=== Action item ===
Exclude the pictures, then quote exactly the lines from the one holding "Reviewer check: each instance of the clock tower" through the last line of the records.

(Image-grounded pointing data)

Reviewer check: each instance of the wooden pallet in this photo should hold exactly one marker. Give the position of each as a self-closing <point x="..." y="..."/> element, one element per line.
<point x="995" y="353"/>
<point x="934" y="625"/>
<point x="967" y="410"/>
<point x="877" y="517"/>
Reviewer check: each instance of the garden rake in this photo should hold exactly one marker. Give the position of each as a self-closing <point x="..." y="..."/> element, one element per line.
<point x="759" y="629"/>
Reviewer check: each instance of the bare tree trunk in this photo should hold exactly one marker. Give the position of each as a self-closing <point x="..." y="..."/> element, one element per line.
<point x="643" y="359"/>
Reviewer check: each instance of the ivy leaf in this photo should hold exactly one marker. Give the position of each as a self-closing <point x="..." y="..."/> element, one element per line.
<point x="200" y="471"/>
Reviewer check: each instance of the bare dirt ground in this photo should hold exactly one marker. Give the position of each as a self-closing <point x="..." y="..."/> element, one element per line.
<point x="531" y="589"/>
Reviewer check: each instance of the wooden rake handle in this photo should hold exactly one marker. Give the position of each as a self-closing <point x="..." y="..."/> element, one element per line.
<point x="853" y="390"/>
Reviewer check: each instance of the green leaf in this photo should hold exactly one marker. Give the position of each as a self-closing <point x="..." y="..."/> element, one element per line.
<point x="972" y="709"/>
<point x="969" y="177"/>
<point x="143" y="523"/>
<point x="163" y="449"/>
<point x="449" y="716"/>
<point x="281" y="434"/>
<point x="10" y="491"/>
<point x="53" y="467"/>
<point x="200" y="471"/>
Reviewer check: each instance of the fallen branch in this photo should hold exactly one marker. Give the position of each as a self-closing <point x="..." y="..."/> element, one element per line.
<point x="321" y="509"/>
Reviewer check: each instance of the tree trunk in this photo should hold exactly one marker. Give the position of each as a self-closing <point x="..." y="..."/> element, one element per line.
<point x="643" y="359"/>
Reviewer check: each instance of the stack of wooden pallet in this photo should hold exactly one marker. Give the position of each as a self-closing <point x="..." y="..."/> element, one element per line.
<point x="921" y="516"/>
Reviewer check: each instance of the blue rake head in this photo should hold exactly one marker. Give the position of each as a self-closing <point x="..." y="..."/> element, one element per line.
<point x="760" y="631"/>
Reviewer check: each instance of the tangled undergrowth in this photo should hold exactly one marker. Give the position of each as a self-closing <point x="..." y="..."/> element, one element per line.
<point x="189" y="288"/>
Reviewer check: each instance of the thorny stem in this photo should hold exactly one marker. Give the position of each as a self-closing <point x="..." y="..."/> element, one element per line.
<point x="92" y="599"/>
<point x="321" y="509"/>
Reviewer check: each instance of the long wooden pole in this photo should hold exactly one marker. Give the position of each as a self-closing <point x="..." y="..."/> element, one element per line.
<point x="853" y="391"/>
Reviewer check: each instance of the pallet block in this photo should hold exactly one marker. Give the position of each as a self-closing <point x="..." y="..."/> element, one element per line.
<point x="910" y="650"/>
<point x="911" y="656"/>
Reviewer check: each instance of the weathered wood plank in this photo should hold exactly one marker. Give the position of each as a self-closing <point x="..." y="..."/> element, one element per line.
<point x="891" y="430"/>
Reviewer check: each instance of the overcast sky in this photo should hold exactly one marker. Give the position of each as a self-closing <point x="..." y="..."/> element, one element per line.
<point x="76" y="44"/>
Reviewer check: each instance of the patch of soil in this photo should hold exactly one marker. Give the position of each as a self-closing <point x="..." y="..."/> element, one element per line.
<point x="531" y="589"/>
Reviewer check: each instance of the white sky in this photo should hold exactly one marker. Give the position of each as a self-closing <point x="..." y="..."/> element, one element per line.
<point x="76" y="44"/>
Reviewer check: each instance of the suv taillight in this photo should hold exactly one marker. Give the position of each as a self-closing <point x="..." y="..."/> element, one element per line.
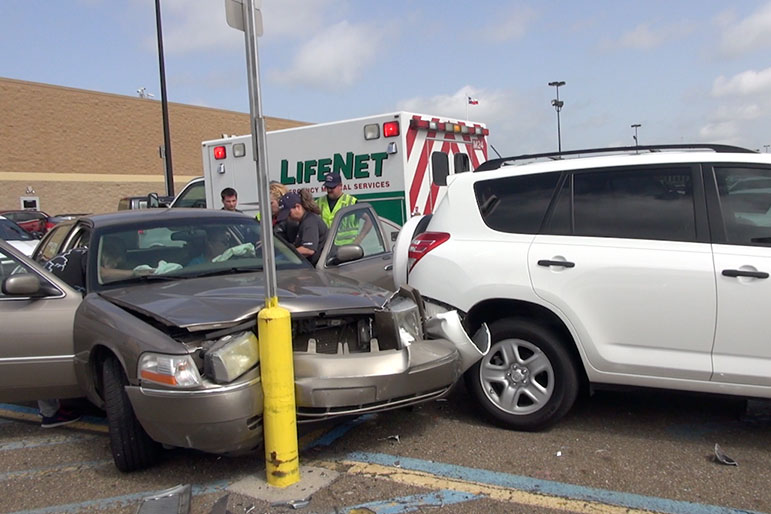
<point x="422" y="244"/>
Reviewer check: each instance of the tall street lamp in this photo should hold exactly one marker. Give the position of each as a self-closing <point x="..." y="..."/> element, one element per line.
<point x="557" y="104"/>
<point x="635" y="126"/>
<point x="164" y="105"/>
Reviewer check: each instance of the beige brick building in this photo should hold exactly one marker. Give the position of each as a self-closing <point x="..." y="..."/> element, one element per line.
<point x="80" y="151"/>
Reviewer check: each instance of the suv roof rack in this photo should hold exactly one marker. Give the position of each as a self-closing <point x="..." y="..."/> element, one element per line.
<point x="497" y="163"/>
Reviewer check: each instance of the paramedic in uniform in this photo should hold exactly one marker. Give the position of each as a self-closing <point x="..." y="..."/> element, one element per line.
<point x="311" y="230"/>
<point x="332" y="202"/>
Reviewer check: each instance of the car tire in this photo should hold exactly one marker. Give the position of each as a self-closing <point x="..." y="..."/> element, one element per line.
<point x="528" y="380"/>
<point x="132" y="449"/>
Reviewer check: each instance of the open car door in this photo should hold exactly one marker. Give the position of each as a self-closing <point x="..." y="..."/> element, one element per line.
<point x="37" y="313"/>
<point x="358" y="247"/>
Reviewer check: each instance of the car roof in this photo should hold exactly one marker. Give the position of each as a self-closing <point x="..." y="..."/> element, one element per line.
<point x="144" y="215"/>
<point x="623" y="156"/>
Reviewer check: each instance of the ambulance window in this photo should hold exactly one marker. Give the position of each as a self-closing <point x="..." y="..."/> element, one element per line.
<point x="461" y="163"/>
<point x="440" y="168"/>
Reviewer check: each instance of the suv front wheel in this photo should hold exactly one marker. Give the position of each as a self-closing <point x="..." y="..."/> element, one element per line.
<point x="528" y="380"/>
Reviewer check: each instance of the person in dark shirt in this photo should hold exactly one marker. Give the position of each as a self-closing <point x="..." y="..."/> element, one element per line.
<point x="311" y="230"/>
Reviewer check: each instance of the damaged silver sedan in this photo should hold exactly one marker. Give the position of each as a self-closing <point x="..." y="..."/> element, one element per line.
<point x="153" y="320"/>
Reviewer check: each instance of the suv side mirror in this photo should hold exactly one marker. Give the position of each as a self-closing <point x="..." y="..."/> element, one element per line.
<point x="153" y="201"/>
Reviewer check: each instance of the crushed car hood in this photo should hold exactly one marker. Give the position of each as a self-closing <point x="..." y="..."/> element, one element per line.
<point x="222" y="300"/>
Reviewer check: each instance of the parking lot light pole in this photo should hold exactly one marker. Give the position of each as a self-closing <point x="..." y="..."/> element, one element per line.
<point x="635" y="126"/>
<point x="557" y="104"/>
<point x="274" y="327"/>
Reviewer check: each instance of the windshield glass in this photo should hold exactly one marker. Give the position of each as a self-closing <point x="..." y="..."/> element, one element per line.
<point x="185" y="248"/>
<point x="10" y="231"/>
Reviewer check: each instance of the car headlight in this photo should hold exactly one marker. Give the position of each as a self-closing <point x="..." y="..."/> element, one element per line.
<point x="231" y="356"/>
<point x="169" y="370"/>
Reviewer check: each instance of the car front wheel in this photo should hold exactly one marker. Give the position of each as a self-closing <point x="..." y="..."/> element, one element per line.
<point x="132" y="448"/>
<point x="528" y="380"/>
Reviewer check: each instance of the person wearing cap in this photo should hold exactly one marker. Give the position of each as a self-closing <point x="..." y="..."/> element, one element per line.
<point x="332" y="202"/>
<point x="311" y="230"/>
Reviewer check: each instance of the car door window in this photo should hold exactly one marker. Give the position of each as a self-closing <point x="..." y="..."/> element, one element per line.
<point x="194" y="196"/>
<point x="52" y="243"/>
<point x="650" y="203"/>
<point x="515" y="204"/>
<point x="745" y="203"/>
<point x="9" y="266"/>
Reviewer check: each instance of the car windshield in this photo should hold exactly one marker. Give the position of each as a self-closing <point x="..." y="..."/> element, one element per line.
<point x="10" y="231"/>
<point x="185" y="248"/>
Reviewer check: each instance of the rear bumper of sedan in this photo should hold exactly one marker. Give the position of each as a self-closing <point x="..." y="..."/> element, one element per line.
<point x="220" y="419"/>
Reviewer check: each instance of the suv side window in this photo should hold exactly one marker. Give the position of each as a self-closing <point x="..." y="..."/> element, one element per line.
<point x="516" y="204"/>
<point x="745" y="204"/>
<point x="635" y="204"/>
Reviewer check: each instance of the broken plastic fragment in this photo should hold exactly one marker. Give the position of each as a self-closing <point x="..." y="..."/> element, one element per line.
<point x="722" y="458"/>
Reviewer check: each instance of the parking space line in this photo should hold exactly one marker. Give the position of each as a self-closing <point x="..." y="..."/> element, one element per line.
<point x="412" y="503"/>
<point x="37" y="472"/>
<point x="519" y="489"/>
<point x="120" y="501"/>
<point x="22" y="413"/>
<point x="49" y="440"/>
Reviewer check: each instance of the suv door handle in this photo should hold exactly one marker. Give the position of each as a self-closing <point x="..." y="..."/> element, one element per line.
<point x="563" y="264"/>
<point x="742" y="273"/>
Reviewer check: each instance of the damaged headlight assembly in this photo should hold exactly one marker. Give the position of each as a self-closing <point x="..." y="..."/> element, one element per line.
<point x="231" y="356"/>
<point x="169" y="370"/>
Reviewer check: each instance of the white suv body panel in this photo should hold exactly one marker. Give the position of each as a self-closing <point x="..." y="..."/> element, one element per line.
<point x="650" y="313"/>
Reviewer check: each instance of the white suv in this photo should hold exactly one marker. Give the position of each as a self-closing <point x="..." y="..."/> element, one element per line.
<point x="636" y="269"/>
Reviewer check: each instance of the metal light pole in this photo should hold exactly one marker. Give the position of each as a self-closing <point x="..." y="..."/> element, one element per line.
<point x="635" y="126"/>
<point x="164" y="105"/>
<point x="557" y="104"/>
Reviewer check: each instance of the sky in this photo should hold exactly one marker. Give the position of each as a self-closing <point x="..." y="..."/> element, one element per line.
<point x="685" y="71"/>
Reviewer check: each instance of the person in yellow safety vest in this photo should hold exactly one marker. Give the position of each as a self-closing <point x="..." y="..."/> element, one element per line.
<point x="332" y="202"/>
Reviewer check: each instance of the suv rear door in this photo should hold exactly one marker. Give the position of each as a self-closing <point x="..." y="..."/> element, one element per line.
<point x="624" y="257"/>
<point x="740" y="217"/>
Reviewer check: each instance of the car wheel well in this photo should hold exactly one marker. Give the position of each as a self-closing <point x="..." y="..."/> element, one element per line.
<point x="492" y="310"/>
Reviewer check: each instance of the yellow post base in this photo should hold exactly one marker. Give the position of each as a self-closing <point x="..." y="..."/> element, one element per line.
<point x="274" y="331"/>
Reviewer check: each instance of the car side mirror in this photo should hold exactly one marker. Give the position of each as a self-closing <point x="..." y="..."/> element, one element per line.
<point x="346" y="253"/>
<point x="25" y="284"/>
<point x="153" y="201"/>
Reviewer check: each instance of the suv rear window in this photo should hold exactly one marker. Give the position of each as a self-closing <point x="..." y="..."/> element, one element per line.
<point x="516" y="204"/>
<point x="651" y="203"/>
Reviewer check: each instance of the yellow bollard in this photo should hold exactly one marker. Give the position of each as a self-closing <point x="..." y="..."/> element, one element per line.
<point x="274" y="331"/>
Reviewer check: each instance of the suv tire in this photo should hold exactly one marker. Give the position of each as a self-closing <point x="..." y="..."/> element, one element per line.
<point x="132" y="449"/>
<point x="528" y="380"/>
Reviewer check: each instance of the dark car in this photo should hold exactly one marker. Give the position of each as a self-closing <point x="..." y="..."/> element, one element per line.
<point x="164" y="336"/>
<point x="34" y="222"/>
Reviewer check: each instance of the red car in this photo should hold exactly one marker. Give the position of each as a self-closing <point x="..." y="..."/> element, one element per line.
<point x="34" y="222"/>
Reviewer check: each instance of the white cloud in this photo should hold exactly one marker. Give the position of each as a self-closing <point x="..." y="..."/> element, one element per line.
<point x="510" y="25"/>
<point x="749" y="82"/>
<point x="720" y="132"/>
<point x="751" y="33"/>
<point x="334" y="58"/>
<point x="644" y="37"/>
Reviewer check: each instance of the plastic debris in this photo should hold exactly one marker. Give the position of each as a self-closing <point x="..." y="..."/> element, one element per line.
<point x="722" y="458"/>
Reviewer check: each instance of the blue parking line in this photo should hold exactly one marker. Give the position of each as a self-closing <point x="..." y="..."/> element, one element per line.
<point x="46" y="441"/>
<point x="120" y="501"/>
<point x="414" y="502"/>
<point x="545" y="487"/>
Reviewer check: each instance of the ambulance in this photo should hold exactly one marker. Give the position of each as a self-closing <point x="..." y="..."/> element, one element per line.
<point x="397" y="162"/>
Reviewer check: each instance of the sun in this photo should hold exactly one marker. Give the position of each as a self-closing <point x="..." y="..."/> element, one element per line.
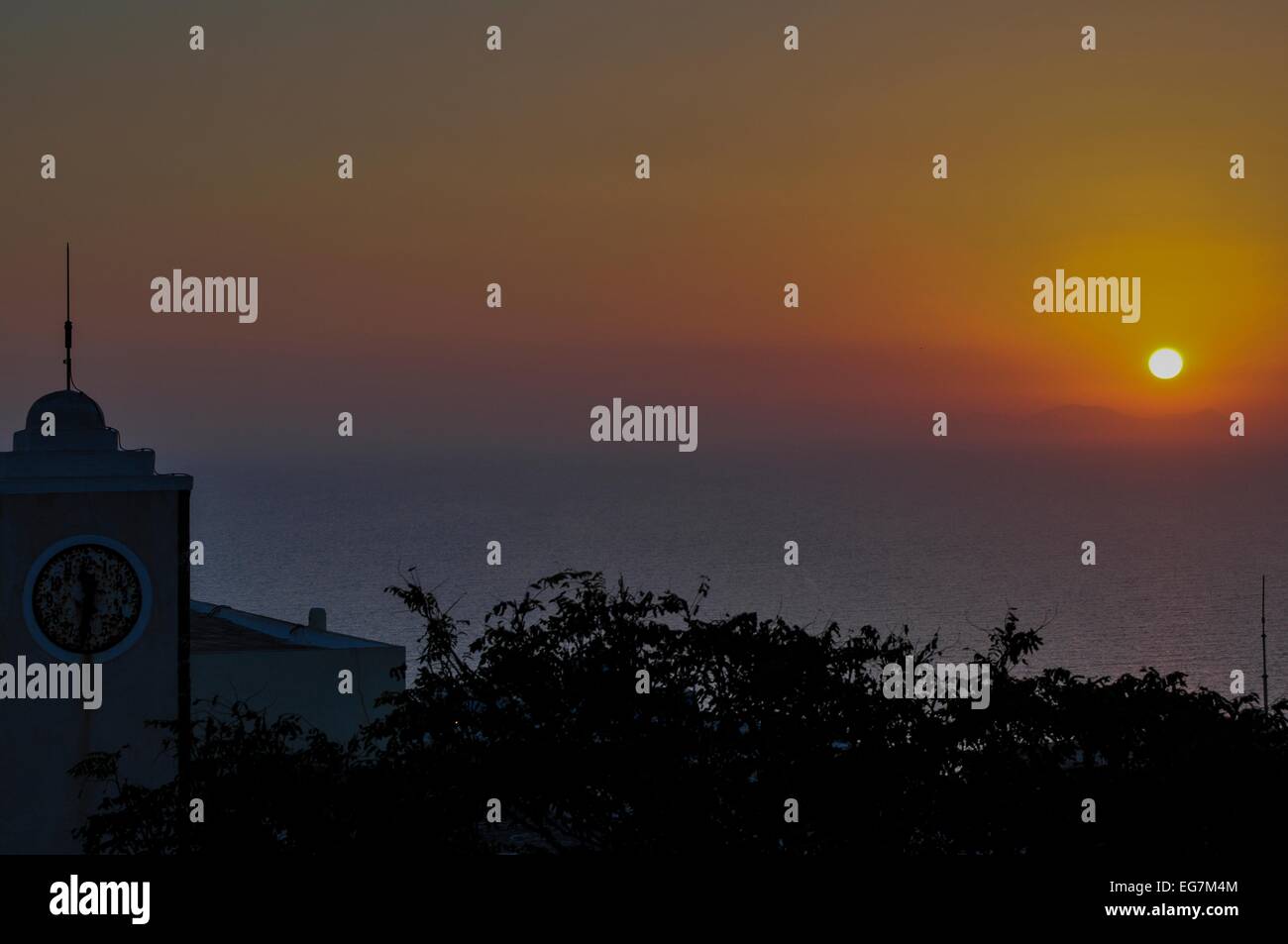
<point x="1164" y="364"/>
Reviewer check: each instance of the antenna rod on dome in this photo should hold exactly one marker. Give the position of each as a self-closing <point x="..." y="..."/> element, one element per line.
<point x="67" y="325"/>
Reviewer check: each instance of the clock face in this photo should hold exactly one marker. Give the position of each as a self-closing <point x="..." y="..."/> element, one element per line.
<point x="86" y="599"/>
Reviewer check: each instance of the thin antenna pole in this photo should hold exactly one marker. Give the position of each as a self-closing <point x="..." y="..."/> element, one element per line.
<point x="67" y="325"/>
<point x="1265" y="678"/>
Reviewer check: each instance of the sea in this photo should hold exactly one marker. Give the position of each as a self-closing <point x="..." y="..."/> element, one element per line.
<point x="939" y="541"/>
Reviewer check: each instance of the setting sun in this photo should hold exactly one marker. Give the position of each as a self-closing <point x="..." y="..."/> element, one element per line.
<point x="1164" y="364"/>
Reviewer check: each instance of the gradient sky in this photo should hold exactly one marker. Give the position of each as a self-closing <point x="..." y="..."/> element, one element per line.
<point x="518" y="167"/>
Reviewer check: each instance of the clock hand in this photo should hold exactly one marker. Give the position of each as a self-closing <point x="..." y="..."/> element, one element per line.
<point x="89" y="587"/>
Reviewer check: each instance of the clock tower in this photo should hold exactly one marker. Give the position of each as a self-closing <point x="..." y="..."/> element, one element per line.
<point x="94" y="575"/>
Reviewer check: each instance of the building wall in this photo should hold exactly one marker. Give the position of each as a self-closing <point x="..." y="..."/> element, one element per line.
<point x="300" y="682"/>
<point x="40" y="739"/>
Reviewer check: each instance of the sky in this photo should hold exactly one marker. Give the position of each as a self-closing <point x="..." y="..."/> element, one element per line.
<point x="516" y="167"/>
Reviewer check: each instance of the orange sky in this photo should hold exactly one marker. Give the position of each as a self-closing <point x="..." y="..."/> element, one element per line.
<point x="768" y="166"/>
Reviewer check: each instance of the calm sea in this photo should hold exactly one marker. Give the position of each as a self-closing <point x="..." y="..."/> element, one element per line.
<point x="943" y="543"/>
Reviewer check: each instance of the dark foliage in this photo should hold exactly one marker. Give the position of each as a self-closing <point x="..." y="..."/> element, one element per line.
<point x="541" y="711"/>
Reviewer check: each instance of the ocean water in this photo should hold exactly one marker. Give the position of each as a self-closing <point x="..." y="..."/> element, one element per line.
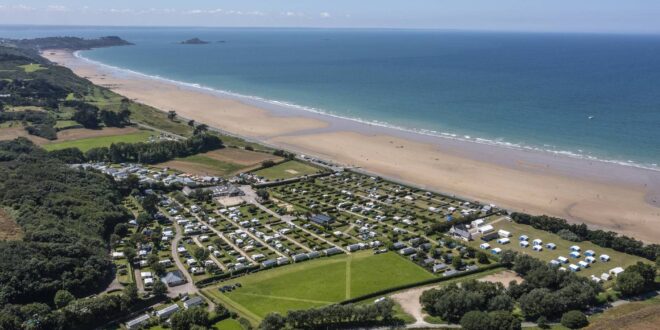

=== Exercise output ===
Reviewer check: each instance of the clock tower in this photo should hold exactly one marker. Give the position of each as a self-closing <point x="..." y="..."/> element, one element per line.
<point x="94" y="575"/>
Reviewer check: each instance of the building wall in this photo should hold exactly one marker. Give the position of each as a self-closing <point x="..." y="..."/> element, one element per line.
<point x="300" y="682"/>
<point x="40" y="739"/>
Reviewer check: each instance of the sky in this photo should hold exactly one marker. Give the position of each as a self-closing <point x="..." y="..."/> element, one element per line.
<point x="516" y="167"/>
Reviewer check: each instance of the orange sky in this photo should hold exactly one marker. Give the position of each as a self-closing <point x="..." y="..."/> element, one element per line.
<point x="768" y="166"/>
Reviewer check: each instance of the calm sea in this photo should hold exactly one marker. Give the position of each as a self-closing <point x="..." y="..."/> element, one element per line.
<point x="943" y="543"/>
Reviewer check: each instance of the dark foliage in this photo should hold exactly one marker. Give the position of each as a self-closing <point x="..." y="..."/> element, one element per line.
<point x="541" y="711"/>
Reviewer check: each instance of the ocean water in this photo should hold exactly one marker. Give the position of each as a self-closing <point x="..." y="..."/> element, one element per line.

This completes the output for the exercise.